- PROMPT -
Your output should be the listing itself, repeated exactly.

- MATERIALS PROVIDED -

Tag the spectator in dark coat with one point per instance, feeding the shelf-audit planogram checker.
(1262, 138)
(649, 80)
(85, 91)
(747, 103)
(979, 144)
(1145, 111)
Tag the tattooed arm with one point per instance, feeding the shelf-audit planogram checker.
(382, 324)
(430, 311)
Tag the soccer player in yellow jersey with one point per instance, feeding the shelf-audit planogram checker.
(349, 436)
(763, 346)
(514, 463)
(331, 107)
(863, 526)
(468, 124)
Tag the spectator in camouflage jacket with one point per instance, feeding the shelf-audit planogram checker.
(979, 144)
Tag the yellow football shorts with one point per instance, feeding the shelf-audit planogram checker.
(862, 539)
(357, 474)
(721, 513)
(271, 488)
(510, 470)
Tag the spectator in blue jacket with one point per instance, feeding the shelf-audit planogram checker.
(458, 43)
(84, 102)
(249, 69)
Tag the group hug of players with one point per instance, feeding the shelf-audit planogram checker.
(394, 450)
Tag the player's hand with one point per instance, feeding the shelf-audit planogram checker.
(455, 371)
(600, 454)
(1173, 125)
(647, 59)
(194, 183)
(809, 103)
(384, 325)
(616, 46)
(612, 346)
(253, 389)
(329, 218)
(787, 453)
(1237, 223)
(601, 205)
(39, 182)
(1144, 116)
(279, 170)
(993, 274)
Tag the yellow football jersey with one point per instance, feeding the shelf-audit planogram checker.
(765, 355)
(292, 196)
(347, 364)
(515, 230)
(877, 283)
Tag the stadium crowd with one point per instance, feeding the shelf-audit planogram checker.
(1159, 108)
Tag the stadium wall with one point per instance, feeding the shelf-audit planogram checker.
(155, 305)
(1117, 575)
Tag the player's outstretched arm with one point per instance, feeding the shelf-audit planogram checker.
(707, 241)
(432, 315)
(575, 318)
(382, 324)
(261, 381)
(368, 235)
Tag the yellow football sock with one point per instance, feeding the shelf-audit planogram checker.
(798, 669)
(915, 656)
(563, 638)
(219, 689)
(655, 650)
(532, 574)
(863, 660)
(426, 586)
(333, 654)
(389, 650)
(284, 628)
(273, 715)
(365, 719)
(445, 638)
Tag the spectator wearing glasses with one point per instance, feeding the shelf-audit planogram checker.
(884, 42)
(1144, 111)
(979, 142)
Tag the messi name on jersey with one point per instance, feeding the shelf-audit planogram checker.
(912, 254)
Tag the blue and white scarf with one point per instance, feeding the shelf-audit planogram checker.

- OUTPUT -
Tag the spectator in dark coat with one point per instance, feeding the shelf-audit planogram checker.
(1262, 138)
(649, 80)
(85, 91)
(747, 103)
(979, 144)
(1145, 111)
Tag the tattooed arm with one point per instance, feeding the shelf-audit planogram checker.
(382, 324)
(430, 311)
Tag the soccer player in yellow jersey with one point per instance, feeding the shelf-audit planogram checker.
(349, 436)
(763, 346)
(514, 463)
(331, 107)
(863, 526)
(468, 124)
Tag the spectator in camouflage jacket with one point per instance, feeding the shelf-audit planogram checker.
(979, 144)
Tag the yellow football shorts with one point per instance, feeding the shelf-audit planogram checker.
(862, 539)
(357, 474)
(721, 513)
(271, 488)
(510, 470)
Tag the spectator in blue jacket with one point per instance, feeding the shelf-audit planogram checker.
(458, 43)
(84, 102)
(249, 69)
Tag the group hug of players with one point per instance, feeding the shelf-audit planogram checker.
(394, 450)
Tag the player's hand with one point per instance, feeding the shelf-audit planogram checker.
(455, 371)
(600, 454)
(1173, 125)
(647, 59)
(194, 183)
(809, 103)
(384, 325)
(616, 46)
(612, 346)
(253, 389)
(329, 218)
(787, 453)
(1237, 223)
(601, 205)
(39, 182)
(1144, 116)
(279, 170)
(993, 274)
Tag the yellow football jersey with one point per instance, feeding the shelf-audit planogram checker.
(765, 355)
(292, 196)
(347, 364)
(515, 230)
(877, 283)
Tag the stadium crowd with one point per instance, feeding the shelf-audit planogram checker.
(1159, 108)
Tag the stadium wall with one point per instance, feeding the shelf-audit planogram checker.
(155, 305)
(1117, 575)
Tag the player's outstretched arm with one point per instance, feeding the shelf-audit planogram checker.
(707, 241)
(432, 315)
(575, 318)
(382, 324)
(261, 381)
(368, 235)
Tag the yellow football sock with one point per instance, feeding the shelf-audit planogram checker.
(798, 669)
(915, 656)
(563, 638)
(219, 689)
(655, 650)
(532, 574)
(863, 660)
(426, 586)
(333, 654)
(389, 650)
(284, 628)
(273, 715)
(365, 719)
(445, 638)
Tag the spectator wearing glasses with one point per instance, feeding the shelf-audit planogram checker.
(884, 42)
(1144, 111)
(979, 142)
Tag the messi name on jersey with one point per instance, feeding the shelf-audit planogram checker.
(912, 254)
Tag the blue and white scarf with one point per instance, feeding the shelf-audit planogram checker.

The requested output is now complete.